• What you will do
Please pull out every line of the data below that contains the string "rock". Matching is case-sensitive.

• Supplied information
----------

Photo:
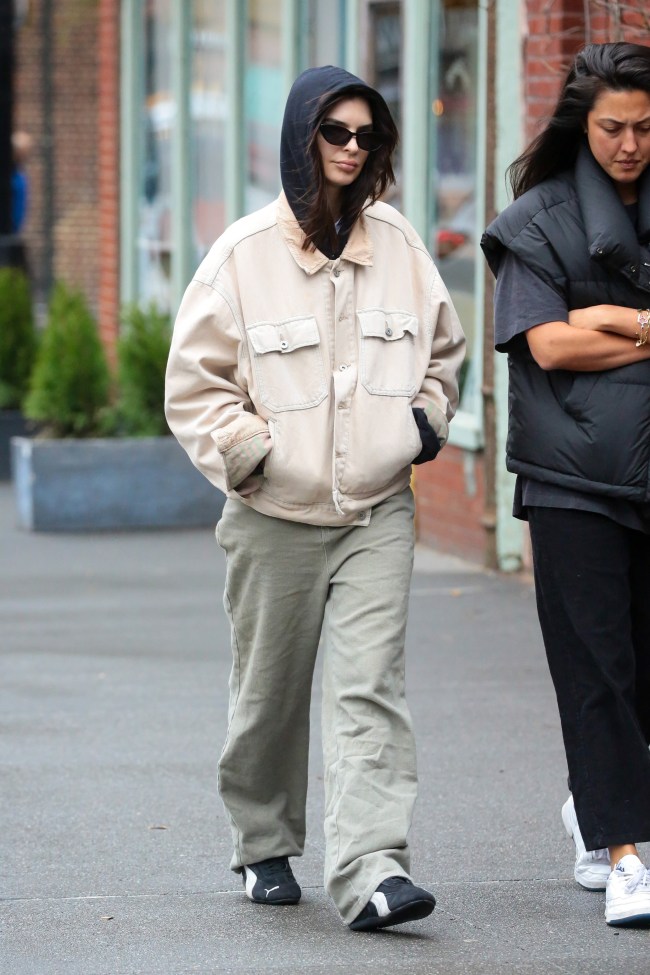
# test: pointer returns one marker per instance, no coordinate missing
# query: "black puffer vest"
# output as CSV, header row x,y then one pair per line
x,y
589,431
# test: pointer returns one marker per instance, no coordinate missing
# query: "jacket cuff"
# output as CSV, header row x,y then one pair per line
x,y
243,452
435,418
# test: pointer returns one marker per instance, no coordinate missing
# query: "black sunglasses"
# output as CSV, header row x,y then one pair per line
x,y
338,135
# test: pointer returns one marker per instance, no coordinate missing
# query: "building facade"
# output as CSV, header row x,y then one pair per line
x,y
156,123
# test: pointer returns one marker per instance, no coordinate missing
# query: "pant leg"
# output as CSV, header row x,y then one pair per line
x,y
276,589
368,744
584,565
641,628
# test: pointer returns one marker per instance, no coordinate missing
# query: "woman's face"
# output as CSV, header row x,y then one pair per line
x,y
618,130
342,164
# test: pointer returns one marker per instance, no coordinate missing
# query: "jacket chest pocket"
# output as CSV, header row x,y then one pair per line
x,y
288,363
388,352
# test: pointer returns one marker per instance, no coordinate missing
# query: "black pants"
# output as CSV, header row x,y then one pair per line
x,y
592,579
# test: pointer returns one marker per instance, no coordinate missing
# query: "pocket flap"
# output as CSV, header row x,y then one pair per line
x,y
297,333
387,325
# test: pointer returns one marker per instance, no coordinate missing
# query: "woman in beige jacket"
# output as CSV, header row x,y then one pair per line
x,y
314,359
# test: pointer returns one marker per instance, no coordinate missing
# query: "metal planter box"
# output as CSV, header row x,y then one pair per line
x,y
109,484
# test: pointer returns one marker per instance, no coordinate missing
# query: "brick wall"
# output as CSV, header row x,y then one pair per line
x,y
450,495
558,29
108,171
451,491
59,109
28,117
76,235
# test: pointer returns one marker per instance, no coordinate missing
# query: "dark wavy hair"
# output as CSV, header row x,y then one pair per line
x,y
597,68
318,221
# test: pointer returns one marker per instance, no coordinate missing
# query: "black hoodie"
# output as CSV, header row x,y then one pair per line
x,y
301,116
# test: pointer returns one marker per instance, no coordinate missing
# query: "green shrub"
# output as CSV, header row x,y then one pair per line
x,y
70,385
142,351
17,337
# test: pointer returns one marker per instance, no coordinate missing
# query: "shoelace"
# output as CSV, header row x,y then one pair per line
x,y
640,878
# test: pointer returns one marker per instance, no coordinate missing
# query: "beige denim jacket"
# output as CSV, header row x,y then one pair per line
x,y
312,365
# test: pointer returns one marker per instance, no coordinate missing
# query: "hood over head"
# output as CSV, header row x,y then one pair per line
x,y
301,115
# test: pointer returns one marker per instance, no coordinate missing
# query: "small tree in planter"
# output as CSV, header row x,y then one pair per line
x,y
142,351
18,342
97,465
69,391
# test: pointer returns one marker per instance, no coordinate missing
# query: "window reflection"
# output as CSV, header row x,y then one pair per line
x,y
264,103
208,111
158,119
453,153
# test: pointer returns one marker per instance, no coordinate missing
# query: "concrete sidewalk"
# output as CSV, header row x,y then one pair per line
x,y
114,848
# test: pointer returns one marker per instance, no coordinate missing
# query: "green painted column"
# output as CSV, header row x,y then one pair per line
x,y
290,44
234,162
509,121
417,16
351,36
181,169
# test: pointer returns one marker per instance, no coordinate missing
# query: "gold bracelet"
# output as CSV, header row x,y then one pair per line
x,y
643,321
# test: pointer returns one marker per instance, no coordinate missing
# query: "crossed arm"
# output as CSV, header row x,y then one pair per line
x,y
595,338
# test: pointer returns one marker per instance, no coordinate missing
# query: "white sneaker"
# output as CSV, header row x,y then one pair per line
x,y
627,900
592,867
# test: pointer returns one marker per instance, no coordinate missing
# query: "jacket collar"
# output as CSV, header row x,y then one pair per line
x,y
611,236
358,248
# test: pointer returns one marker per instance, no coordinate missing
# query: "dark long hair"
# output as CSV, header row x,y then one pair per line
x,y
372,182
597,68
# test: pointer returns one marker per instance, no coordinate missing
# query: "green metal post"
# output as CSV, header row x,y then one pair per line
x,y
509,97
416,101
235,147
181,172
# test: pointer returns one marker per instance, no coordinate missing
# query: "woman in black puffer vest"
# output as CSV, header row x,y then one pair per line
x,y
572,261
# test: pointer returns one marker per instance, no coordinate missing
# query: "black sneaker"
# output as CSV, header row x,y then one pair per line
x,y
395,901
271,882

----------

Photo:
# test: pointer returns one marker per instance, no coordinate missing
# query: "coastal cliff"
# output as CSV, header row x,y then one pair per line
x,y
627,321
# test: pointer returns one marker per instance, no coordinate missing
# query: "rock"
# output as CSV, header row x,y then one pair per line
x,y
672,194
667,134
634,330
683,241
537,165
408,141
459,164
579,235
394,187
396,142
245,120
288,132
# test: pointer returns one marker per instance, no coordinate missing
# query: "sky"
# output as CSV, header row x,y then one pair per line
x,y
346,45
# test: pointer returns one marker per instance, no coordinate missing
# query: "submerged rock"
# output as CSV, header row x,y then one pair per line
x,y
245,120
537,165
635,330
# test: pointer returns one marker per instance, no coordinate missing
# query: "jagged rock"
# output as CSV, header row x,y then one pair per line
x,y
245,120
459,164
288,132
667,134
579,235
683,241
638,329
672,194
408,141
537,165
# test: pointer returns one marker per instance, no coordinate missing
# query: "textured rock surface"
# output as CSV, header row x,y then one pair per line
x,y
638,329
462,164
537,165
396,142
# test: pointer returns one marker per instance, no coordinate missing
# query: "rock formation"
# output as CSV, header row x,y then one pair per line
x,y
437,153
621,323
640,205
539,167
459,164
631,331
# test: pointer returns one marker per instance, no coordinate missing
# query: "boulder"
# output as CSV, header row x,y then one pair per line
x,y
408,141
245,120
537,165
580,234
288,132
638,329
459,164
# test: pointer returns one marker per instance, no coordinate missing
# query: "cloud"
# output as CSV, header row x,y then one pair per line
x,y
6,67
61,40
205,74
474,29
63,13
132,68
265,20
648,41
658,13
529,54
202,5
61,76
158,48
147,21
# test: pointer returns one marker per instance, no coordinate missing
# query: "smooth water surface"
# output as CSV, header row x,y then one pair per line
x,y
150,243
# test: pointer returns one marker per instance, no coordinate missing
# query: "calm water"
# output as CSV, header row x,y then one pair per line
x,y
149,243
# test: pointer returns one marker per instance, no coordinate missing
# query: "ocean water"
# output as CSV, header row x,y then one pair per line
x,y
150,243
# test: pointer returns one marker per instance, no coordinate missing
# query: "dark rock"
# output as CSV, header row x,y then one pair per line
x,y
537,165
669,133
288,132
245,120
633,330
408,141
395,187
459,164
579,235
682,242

----------

• The completed task
# query: "rock"
# query: "submerged rock"
# query: "jagged rock"
# query: "textured rock surface"
# query: "rock formation"
# query: "dark rock"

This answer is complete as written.